> _RECORDED INFORMATION_
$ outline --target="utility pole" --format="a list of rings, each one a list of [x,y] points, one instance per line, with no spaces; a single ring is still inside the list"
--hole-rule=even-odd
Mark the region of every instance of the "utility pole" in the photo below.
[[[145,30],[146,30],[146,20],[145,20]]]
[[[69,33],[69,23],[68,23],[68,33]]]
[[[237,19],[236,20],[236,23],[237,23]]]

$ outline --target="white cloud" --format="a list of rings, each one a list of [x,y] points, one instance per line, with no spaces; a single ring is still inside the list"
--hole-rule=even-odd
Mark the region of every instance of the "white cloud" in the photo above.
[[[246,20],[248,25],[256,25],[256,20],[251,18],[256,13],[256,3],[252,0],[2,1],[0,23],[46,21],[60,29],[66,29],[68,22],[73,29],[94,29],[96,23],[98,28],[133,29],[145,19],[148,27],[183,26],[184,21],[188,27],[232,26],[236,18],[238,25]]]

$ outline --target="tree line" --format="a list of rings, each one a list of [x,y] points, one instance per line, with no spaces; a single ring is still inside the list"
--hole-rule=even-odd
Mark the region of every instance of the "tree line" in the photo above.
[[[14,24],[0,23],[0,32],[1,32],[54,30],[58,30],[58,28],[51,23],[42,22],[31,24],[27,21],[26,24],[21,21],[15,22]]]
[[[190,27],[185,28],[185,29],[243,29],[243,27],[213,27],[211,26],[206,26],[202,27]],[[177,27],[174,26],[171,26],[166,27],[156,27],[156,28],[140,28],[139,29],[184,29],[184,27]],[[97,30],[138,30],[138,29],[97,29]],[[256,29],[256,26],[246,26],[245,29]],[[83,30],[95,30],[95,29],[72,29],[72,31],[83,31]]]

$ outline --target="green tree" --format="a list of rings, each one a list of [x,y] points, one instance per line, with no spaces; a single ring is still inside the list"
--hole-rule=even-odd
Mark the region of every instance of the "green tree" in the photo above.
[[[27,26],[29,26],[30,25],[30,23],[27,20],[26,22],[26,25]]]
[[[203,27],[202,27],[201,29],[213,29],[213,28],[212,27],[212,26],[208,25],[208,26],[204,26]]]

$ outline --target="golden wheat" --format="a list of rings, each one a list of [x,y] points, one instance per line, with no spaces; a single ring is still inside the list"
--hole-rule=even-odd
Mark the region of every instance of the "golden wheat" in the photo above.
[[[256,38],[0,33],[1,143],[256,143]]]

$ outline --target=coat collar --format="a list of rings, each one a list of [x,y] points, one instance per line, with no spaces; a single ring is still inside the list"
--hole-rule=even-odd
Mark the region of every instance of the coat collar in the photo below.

> _BRIEF_
Copy all of the data above line for line, keeping every character unchanged.

> _RESPONSE_
$ outline --target="utility pole" --format="a list of rings, each one a list of [x,y] points, one instance per line, with no spaces; a single ring is still inside the list"
--hole-rule=even-odd
Mark the region of every instance of the "utility pole" in the photo below.
[[[145,30],[146,30],[146,20],[145,20]]]
[[[69,33],[69,23],[68,23],[68,33]]]
[[[237,19],[236,20],[236,23],[237,23]]]

$ outline --target="white cloud" --format="a list of rings, each one a list of [x,y] points, one instance per line, with no spaces; a single ring is still inside the list"
--hole-rule=even-odd
Mark the region of every instance of the "white cloud" in the photo above.
[[[246,20],[248,25],[256,25],[256,20],[251,18],[256,13],[256,3],[252,0],[2,1],[0,23],[46,21],[60,29],[66,29],[68,22],[73,29],[94,29],[96,23],[98,28],[133,29],[145,19],[148,27],[183,26],[184,21],[188,27],[232,26],[236,18],[238,25]]]

$ outline --target="tree line" --format="a list of rings, each one a list of [x,y] points, one instance per line, with no spaces; a single ring is still inside the list"
--hole-rule=even-odd
Mark the region of every instance of the "tree line" in the photo above.
[[[14,24],[0,23],[0,32],[1,32],[54,30],[58,30],[58,28],[51,23],[42,22],[31,24],[27,21],[26,24],[21,21],[15,22]]]
[[[190,27],[185,28],[185,29],[243,29],[243,27],[213,27],[211,26],[206,26],[202,27]],[[177,27],[174,26],[171,26],[166,27],[156,27],[156,28],[140,28],[139,29],[184,29],[184,27]],[[97,30],[138,30],[138,29],[97,29]],[[256,29],[256,26],[246,26],[245,29]],[[83,30],[95,30],[95,29],[72,29],[72,31],[83,31]]]

$ outline --target="green tree" --format="a list of rings, each one a list of [x,y] points, one instance per line, with no spaces; a single ring is still inside the list"
--hole-rule=even-odd
Mark the region of every instance of the "green tree" in the photo above.
[[[27,26],[29,26],[30,25],[30,23],[27,20],[26,22],[26,25]]]
[[[203,27],[202,27],[201,29],[213,29],[213,28],[212,27],[212,26],[208,25],[208,26],[204,26]]]

$ outline --target="golden wheat" --format="a list of rings, each one a list of [x,y] points, one instance per line, with no spaces; a single ring is still inside the list"
--hole-rule=even-odd
Mark the region of every instance of the "golden wheat" in the photo above.
[[[256,38],[0,33],[1,143],[256,143]]]

$ outline --target=coat collar --format="a list of rings, each one a list of [x,y] points, one instance per line, with no spaces; a single ring is still inside the list"
--hole-rule=even-odd
Mark the region of every instance of the coat collar in the photo below.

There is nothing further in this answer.